# EXTRAIT DU TEXTE
Une fois de plus, nous nous apercevons qu’une codification de la pluralité ne suffit pas. La pluralité doit être vécue et constamment renouvelée. Comme toujours, c’est notre liberté qui est en jeu. Ce n’est qu’en réaffirmant notre interdépendance, le respect de chaque opinion et de chaque sensibilité, la recherche du compromis, que nous pouvons mieux comprendre qui nous sommes et comment nous voulons bâtir ensemble notre avenir.

« Helvetia latina » n’est donc pas seulement confrontée à une question linguistique ou culturelle. Défendre et promouvoir toutes nos cultures, c’est réaffirmer notre raison d’être. C’est un principe que j’essaie d’appliquer au quotidien. Permettez-moi de vous donner quelques exemples.

# CONSIGNE ÉCRITE
Reformulez sous forme de liste le paragraphe de l'extrait qui commence par « Une fois de plus », en conservant ses idées principales.

# Entrées de pointage d'objets étiquetés

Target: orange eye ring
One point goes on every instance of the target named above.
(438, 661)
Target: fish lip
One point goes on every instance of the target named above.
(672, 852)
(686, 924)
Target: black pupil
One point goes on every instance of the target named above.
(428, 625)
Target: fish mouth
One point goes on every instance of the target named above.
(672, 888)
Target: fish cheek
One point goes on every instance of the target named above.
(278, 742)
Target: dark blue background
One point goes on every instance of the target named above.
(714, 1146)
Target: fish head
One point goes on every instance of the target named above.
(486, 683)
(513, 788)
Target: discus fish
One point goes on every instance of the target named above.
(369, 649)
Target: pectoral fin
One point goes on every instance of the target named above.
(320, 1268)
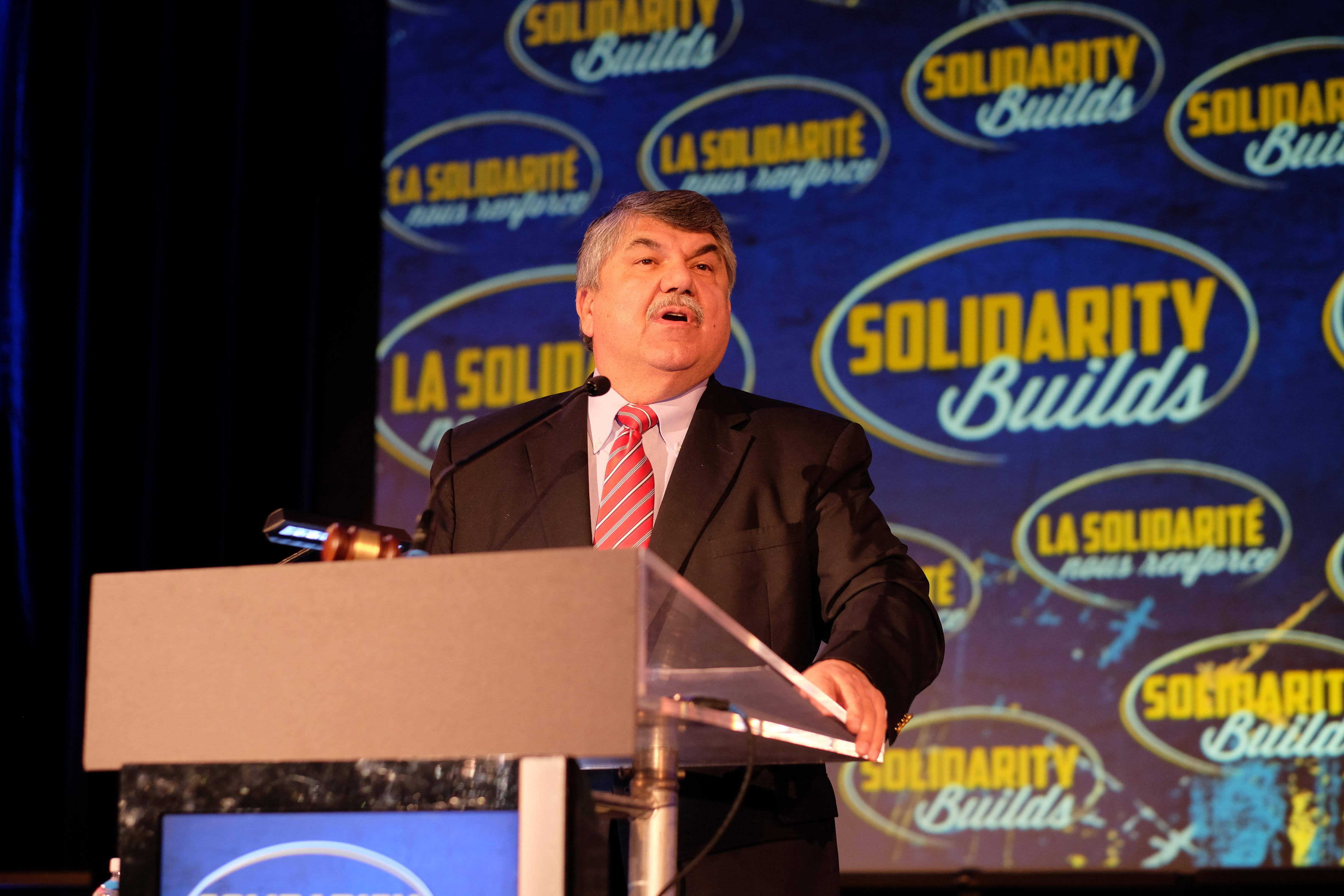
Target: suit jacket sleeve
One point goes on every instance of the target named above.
(874, 598)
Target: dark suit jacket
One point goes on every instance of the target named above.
(768, 512)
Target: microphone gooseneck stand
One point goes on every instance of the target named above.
(593, 386)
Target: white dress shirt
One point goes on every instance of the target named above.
(662, 444)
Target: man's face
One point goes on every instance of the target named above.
(663, 313)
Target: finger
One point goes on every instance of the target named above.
(853, 702)
(875, 721)
(826, 684)
(866, 738)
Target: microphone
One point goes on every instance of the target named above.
(593, 386)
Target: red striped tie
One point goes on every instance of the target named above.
(626, 512)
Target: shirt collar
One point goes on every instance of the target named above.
(674, 414)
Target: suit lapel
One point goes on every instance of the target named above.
(560, 476)
(705, 469)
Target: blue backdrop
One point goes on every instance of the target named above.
(1077, 269)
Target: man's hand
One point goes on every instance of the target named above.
(865, 706)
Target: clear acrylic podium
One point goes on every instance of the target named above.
(609, 657)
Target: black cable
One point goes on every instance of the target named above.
(728, 820)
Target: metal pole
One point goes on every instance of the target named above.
(654, 833)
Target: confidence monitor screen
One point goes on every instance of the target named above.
(376, 853)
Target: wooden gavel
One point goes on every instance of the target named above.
(357, 543)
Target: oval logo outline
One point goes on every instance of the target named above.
(389, 440)
(959, 557)
(841, 398)
(1335, 567)
(518, 53)
(479, 120)
(859, 807)
(1037, 570)
(1187, 154)
(318, 848)
(1130, 715)
(914, 105)
(644, 160)
(1332, 322)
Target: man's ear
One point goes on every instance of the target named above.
(584, 306)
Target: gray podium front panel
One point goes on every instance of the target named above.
(525, 653)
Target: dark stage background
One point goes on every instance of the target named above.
(191, 342)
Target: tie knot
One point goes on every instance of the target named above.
(638, 417)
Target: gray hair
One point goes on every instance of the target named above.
(682, 209)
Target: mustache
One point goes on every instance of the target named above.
(665, 303)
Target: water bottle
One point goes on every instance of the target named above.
(112, 886)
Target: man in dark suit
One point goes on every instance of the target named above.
(761, 504)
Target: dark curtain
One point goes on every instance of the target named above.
(191, 197)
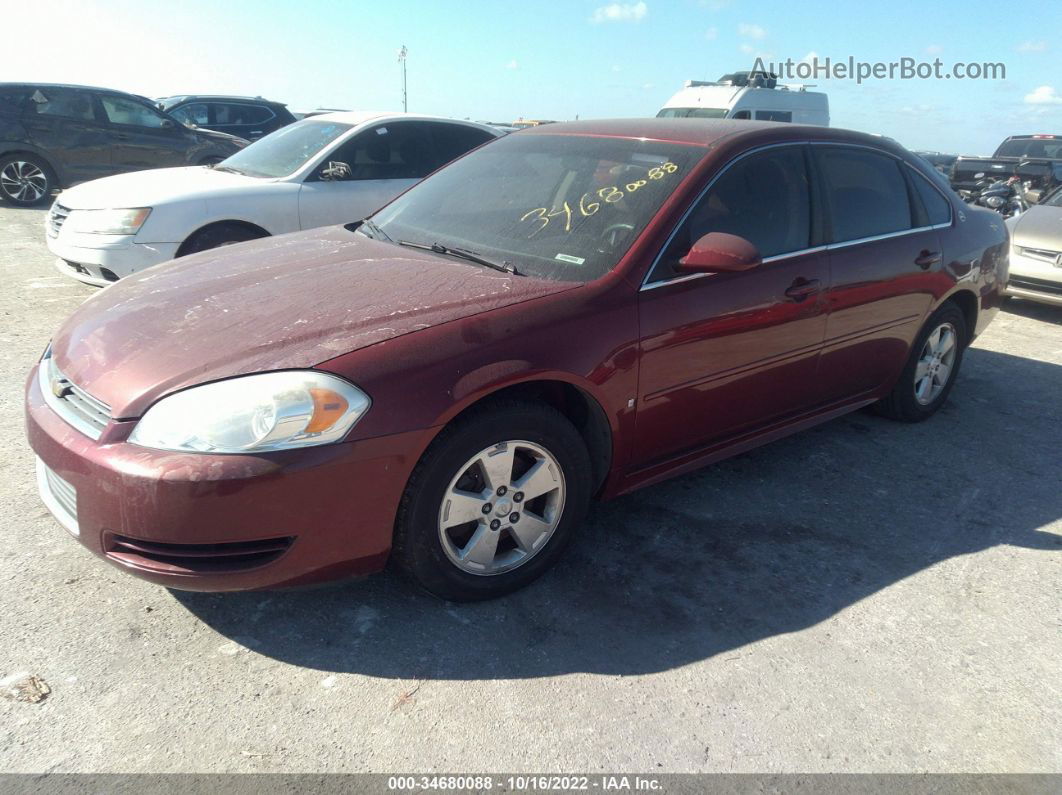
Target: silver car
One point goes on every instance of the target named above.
(1035, 252)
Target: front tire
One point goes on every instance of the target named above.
(930, 370)
(26, 180)
(216, 236)
(493, 502)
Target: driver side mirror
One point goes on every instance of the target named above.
(336, 170)
(718, 252)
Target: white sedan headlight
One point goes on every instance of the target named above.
(107, 222)
(269, 411)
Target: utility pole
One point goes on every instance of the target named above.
(401, 57)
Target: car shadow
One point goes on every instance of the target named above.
(1033, 310)
(766, 543)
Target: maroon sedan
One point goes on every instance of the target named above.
(567, 313)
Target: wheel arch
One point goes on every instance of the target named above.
(261, 231)
(968, 303)
(581, 408)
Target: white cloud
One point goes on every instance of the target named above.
(620, 13)
(1032, 47)
(1044, 96)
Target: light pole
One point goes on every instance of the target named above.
(401, 57)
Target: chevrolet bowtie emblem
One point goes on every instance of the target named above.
(58, 389)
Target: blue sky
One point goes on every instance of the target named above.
(555, 59)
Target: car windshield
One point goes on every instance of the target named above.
(1045, 148)
(555, 206)
(285, 151)
(692, 113)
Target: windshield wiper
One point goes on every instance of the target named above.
(374, 231)
(464, 254)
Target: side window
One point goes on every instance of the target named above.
(12, 101)
(866, 192)
(62, 102)
(396, 151)
(192, 114)
(238, 113)
(938, 208)
(774, 116)
(121, 110)
(454, 140)
(764, 197)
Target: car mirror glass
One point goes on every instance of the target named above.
(336, 170)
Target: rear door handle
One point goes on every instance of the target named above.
(927, 259)
(802, 288)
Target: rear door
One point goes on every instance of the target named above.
(724, 353)
(382, 160)
(143, 138)
(885, 261)
(65, 123)
(243, 119)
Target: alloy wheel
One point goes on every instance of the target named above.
(501, 507)
(936, 363)
(23, 182)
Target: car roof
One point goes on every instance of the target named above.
(705, 132)
(198, 97)
(361, 117)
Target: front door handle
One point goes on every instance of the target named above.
(802, 288)
(927, 259)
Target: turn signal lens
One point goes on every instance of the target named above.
(328, 407)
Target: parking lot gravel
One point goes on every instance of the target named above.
(863, 597)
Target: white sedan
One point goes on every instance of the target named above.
(325, 170)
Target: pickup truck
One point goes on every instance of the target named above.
(1043, 152)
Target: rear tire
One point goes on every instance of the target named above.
(216, 236)
(465, 530)
(931, 368)
(26, 180)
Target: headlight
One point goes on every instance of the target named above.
(107, 222)
(270, 411)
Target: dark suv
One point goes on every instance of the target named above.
(247, 117)
(54, 136)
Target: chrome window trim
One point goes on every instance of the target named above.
(646, 284)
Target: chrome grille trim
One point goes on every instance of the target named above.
(1045, 255)
(56, 217)
(75, 405)
(58, 497)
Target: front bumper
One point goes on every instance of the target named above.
(100, 259)
(1034, 279)
(222, 522)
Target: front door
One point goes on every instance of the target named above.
(723, 353)
(142, 138)
(885, 259)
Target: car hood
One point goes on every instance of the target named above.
(289, 301)
(152, 187)
(1039, 227)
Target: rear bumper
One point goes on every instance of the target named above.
(100, 259)
(222, 522)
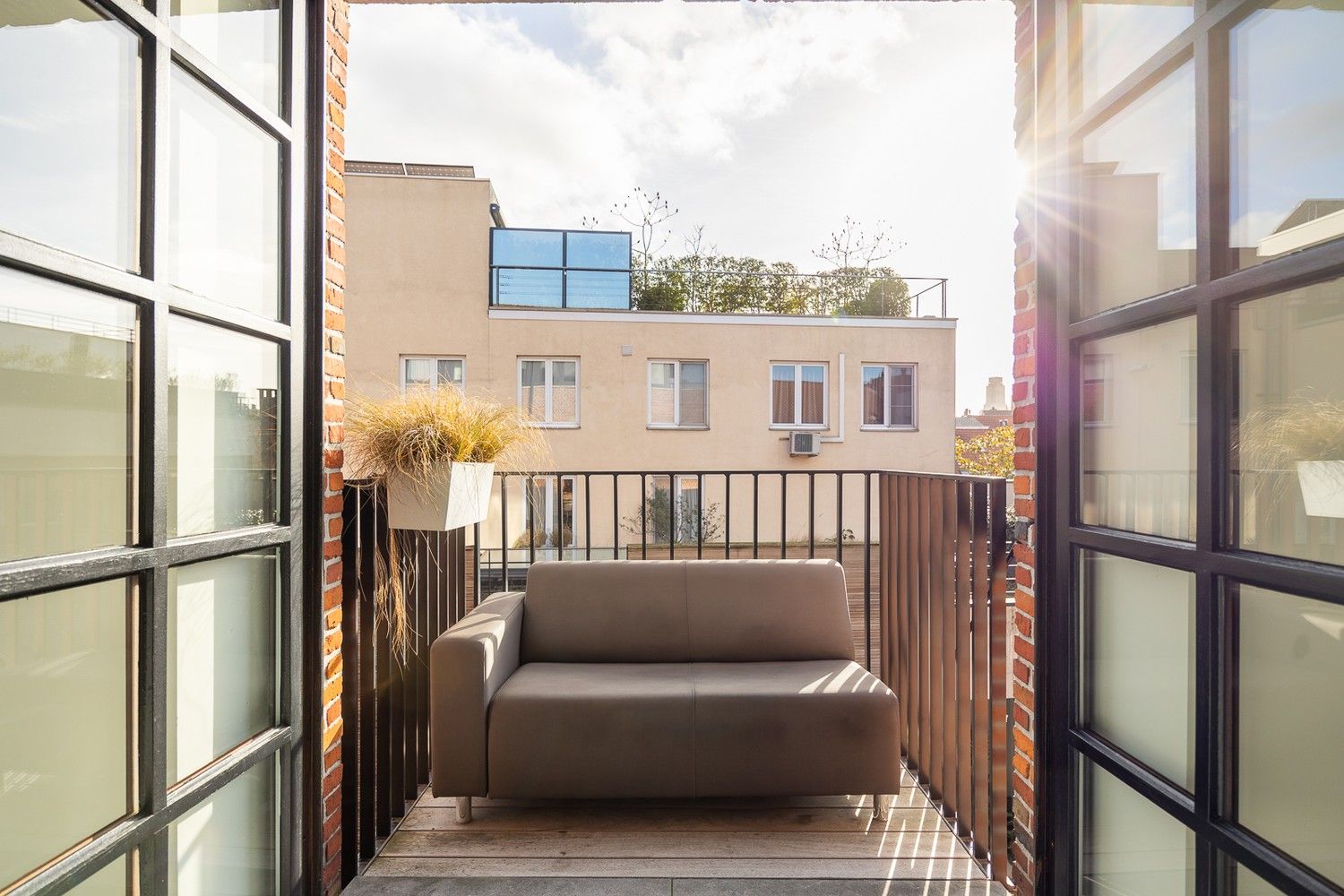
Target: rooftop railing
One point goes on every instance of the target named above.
(593, 271)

# RÉPONSE COMPLÈTE
- Une codification de la pluralité ne suffit pas.
- La pluralité doit être vécue et constamment renouvelée.
- Notre liberté est en jeu.
- Pour mieux comprendre qui nous sommes et comment bâtir ensemble notre avenir, il faut :
  - réaffirmer notre interdépendance ;
  - respecter chaque opinion et chaque sensibilité ;
  - rechercher le compromis.